[Excerpt provided — start]
A recent investigation into strategies for compound prioritization found differential scanning fluorimetry to be an optimal first step in identifying hits before confirmation with either surface plasmon resonance or temperature-related intensity change assays. Similarly, major pharmaceutical companies such as AstraZeneca have recently reported the automation of the differential scanning fluorimetry assay for the high-throughput screening of approximately one hundred thousand compounds. At the National Cancer Institute, we have developed a workflow for screening large libraries of pure compounds and pre-fractionated natural product extracts against protein targets of interest using differential scanning fluorimetry. The challenge has been the magnitude of the resultant data generated (i.e., for every hundred three hundred eighty-four-well plates assayed across a two hundred sixty-step temperature gradient (thirty-five thousand two hundred test samples) approximately ten million data points are produced). Along with the size of the data set, additional challenges, such as a variety of non-canonical transition patterns and otherwise noisy data, often result from the assaying of natural product mixtures.
To address these challenges, we developed ShiftScan, a standalone tool that can be run locally or on large computing clusters, with the choice of RAM- or disk-intensive modes to suit different system capabilities. Along with the main processing algorithm, we have developed a companion visualization tool for the rapid identification of hits as defined by a user's criteria. ShiftScan is also available as a Google Colab notebook and a stand-alone GUI application, although the increased user-friendliness in these implementations comes at the cost of processing speed. ShiftScan processes data in a plate-wise fashion and can analyze data from sample sets assaying different proteins of interest simultaneously. We hope that ShiftScan will help provide a valuable tool to the scientific community in the pursuit of novel therapeutics.
[Excerpt provided — finish]
[Provided information — start]
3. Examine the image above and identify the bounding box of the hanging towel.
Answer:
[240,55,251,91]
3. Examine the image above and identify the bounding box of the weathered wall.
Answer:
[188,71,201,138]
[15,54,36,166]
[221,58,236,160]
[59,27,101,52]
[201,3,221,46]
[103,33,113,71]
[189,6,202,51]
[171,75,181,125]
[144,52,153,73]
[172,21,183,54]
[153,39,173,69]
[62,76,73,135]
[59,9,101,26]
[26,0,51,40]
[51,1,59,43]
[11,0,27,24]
[Provided information — finish]
**Actions to take:**
[1] According to the ShiftScan excerpt, besides a standalone tool, in what two forms is ShiftScan available?
[2] Print the ShiftScan excerpt between "To address these" and "of novel therapeutics.", inclusive.

**List of solutions:**
[1] ShiftScan is available as a Google Colab notebook and as a stand-alone GUI application.

[2]
To address these challenges, we developed ShiftScan, a standalone tool that can be run locally or on large computing clusters, with the choice of RAM- or disk-intensive modes to suit different system capabilities. Along with the main processing algorithm, we have developed a companion visualization tool for the rapid identification of hits as defined by a user's criteria. ShiftScan is also available as a Google Colab notebook and a stand-alone GUI application, although the increased user-friendliness in these implementations comes at the cost of processing speed. ShiftScan processes data in a plate-wise fashion and can analyze data from sample sets assaying different proteins of interest simultaneously. We hope that ShiftScan will help provide a valuable tool to the scientific community in the pursuit of novel therapeutics.